**TASK ITEM**.
Records follow. Print exactly the lines from the one that has "Place one point per instance of the matador's hand, the" through the one that has "Place one point per instance of the bull's horn, the", inclusive, and omit the pictures.
(STORED DATA begins)
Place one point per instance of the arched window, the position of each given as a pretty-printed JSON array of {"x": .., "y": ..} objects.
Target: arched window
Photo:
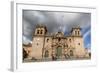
[
  {"x": 47, "y": 39},
  {"x": 78, "y": 32},
  {"x": 41, "y": 32},
  {"x": 71, "y": 53},
  {"x": 69, "y": 40},
  {"x": 37, "y": 31},
  {"x": 46, "y": 53},
  {"x": 75, "y": 32}
]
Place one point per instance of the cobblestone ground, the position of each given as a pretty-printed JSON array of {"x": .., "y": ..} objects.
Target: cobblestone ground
[{"x": 47, "y": 60}]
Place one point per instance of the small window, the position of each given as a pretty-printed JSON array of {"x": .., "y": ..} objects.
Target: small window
[
  {"x": 41, "y": 32},
  {"x": 37, "y": 31},
  {"x": 59, "y": 39},
  {"x": 47, "y": 40},
  {"x": 37, "y": 44},
  {"x": 46, "y": 53},
  {"x": 71, "y": 53},
  {"x": 78, "y": 32},
  {"x": 69, "y": 40},
  {"x": 67, "y": 46},
  {"x": 75, "y": 32},
  {"x": 78, "y": 43}
]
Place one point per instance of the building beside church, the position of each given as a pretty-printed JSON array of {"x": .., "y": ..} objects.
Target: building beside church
[{"x": 56, "y": 46}]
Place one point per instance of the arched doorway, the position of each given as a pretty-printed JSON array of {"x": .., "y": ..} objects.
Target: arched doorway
[
  {"x": 46, "y": 53},
  {"x": 58, "y": 52}
]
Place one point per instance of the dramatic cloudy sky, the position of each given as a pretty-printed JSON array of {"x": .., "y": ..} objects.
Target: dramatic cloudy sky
[{"x": 56, "y": 21}]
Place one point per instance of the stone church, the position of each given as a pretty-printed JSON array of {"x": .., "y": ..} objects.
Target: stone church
[{"x": 56, "y": 46}]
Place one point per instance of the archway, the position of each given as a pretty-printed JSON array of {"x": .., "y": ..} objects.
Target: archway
[{"x": 58, "y": 52}]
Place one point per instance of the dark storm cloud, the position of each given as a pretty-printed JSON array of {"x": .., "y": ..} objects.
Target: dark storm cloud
[{"x": 54, "y": 21}]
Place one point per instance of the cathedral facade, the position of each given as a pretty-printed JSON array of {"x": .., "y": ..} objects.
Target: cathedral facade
[{"x": 57, "y": 45}]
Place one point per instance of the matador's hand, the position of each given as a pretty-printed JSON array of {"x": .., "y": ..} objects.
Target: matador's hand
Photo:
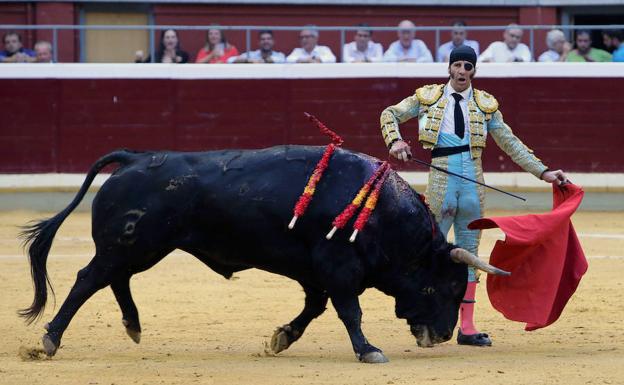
[
  {"x": 556, "y": 176},
  {"x": 401, "y": 150}
]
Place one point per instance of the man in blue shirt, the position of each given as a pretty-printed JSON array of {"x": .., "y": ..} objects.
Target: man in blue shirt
[{"x": 13, "y": 51}]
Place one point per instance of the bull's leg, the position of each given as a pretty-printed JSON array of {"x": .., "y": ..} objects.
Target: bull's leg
[
  {"x": 315, "y": 305},
  {"x": 350, "y": 313},
  {"x": 89, "y": 280},
  {"x": 130, "y": 314}
]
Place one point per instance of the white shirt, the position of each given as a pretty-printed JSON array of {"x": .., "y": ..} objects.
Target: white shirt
[
  {"x": 444, "y": 51},
  {"x": 498, "y": 52},
  {"x": 448, "y": 121},
  {"x": 373, "y": 53},
  {"x": 320, "y": 51},
  {"x": 277, "y": 57},
  {"x": 418, "y": 51},
  {"x": 549, "y": 55}
]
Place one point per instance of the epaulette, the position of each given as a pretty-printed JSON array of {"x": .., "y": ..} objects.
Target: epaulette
[
  {"x": 486, "y": 102},
  {"x": 430, "y": 94}
]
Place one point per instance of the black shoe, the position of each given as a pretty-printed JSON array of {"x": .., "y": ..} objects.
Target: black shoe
[{"x": 479, "y": 339}]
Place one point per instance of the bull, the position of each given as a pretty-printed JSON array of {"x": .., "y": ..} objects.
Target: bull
[{"x": 230, "y": 209}]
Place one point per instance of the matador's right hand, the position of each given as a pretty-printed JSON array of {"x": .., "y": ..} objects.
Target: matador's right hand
[{"x": 401, "y": 150}]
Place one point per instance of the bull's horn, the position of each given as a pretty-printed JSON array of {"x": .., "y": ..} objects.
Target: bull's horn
[{"x": 464, "y": 256}]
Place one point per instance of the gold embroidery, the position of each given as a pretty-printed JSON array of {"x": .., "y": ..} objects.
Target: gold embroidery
[
  {"x": 477, "y": 129},
  {"x": 429, "y": 131},
  {"x": 486, "y": 102},
  {"x": 429, "y": 94}
]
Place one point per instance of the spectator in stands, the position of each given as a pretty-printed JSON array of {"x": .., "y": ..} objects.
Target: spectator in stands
[
  {"x": 613, "y": 39},
  {"x": 509, "y": 50},
  {"x": 407, "y": 48},
  {"x": 584, "y": 51},
  {"x": 558, "y": 47},
  {"x": 362, "y": 49},
  {"x": 13, "y": 51},
  {"x": 310, "y": 51},
  {"x": 263, "y": 55},
  {"x": 169, "y": 50},
  {"x": 458, "y": 37},
  {"x": 43, "y": 52},
  {"x": 217, "y": 49}
]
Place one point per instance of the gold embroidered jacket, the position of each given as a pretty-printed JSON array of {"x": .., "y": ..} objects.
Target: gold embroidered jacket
[{"x": 428, "y": 105}]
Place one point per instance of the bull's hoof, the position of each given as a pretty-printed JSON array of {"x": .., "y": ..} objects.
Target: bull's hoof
[
  {"x": 49, "y": 346},
  {"x": 374, "y": 358},
  {"x": 134, "y": 335},
  {"x": 280, "y": 340},
  {"x": 132, "y": 332}
]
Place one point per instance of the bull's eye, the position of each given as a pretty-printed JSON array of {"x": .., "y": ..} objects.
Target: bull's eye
[{"x": 428, "y": 290}]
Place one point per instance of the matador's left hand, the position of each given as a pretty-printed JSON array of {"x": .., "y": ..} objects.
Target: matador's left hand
[{"x": 556, "y": 176}]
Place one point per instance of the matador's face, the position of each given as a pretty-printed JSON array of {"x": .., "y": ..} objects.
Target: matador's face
[{"x": 461, "y": 73}]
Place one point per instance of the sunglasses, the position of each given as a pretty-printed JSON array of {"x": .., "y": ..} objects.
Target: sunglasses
[{"x": 468, "y": 66}]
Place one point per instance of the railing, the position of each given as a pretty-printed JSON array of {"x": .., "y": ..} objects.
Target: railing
[{"x": 248, "y": 29}]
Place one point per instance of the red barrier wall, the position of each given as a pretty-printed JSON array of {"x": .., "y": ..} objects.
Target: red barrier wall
[{"x": 64, "y": 125}]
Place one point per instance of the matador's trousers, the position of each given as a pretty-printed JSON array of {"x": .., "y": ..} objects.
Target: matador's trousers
[{"x": 455, "y": 201}]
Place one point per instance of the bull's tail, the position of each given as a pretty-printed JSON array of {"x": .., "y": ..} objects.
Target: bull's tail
[{"x": 38, "y": 237}]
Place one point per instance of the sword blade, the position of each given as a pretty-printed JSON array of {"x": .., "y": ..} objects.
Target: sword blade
[{"x": 466, "y": 178}]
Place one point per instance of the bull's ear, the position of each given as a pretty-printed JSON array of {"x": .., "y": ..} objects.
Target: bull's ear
[{"x": 459, "y": 255}]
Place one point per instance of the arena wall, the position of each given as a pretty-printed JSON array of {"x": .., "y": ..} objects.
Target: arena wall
[{"x": 60, "y": 118}]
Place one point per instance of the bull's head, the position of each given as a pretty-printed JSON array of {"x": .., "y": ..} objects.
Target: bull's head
[{"x": 431, "y": 294}]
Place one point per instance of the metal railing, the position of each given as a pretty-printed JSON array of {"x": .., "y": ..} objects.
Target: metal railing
[{"x": 249, "y": 28}]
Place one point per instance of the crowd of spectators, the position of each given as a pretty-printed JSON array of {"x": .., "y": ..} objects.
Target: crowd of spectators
[{"x": 407, "y": 48}]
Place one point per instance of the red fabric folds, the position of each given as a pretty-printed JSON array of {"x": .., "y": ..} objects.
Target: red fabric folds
[{"x": 545, "y": 259}]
(STORED DATA ends)
**FINAL ANSWER**.
Place one point per instance of the matador's hand, the position of each given as a pretty-printed JSON array of {"x": .., "y": ..} objects.
Target: matador's hand
Photo:
[
  {"x": 556, "y": 176},
  {"x": 401, "y": 150}
]
Place one point per instance of the man in blue shirt, the position of each given as a pretty-printed JSON array of {"x": .., "y": ..} objects.
Target: man in blue shirt
[{"x": 13, "y": 51}]
Place one point per instance of the bull's leg, the position of each given as a pretty-printed JSON array of {"x": .., "y": ..} objects.
Target: bull's leg
[
  {"x": 315, "y": 305},
  {"x": 350, "y": 313},
  {"x": 89, "y": 280},
  {"x": 130, "y": 314}
]
Place one point per instance of the white shirt, the position of each given as a pretty-printed JSON array of {"x": .., "y": ..} objects.
Target: white shirt
[
  {"x": 444, "y": 51},
  {"x": 498, "y": 52},
  {"x": 448, "y": 121},
  {"x": 373, "y": 53},
  {"x": 320, "y": 51},
  {"x": 277, "y": 57},
  {"x": 418, "y": 51},
  {"x": 549, "y": 55}
]
Place one point per instance of the epaulette, the position of each given as a pretty-printed JSON array of {"x": .., "y": ..} objects.
Target: epaulette
[
  {"x": 486, "y": 102},
  {"x": 430, "y": 94}
]
Place one point per instance of the black shoe, the position of each given as a pretty-printed JSON array of {"x": .., "y": ..} objects.
Target: black shoe
[{"x": 479, "y": 339}]
Place one point per instance of the bull, the position of each given as a pretty-printed JSON array of {"x": .., "y": ..} objects.
Target: bull
[{"x": 230, "y": 209}]
Place one point per instance of the matador's right hand, the position of each given as a pretty-printed JSON array of {"x": .., "y": ..} objects.
Target: matador's right hand
[{"x": 401, "y": 150}]
Place one point per instance of the bull's horn, the position of each given as a pretty-printed JSON array of {"x": .., "y": ..} objects.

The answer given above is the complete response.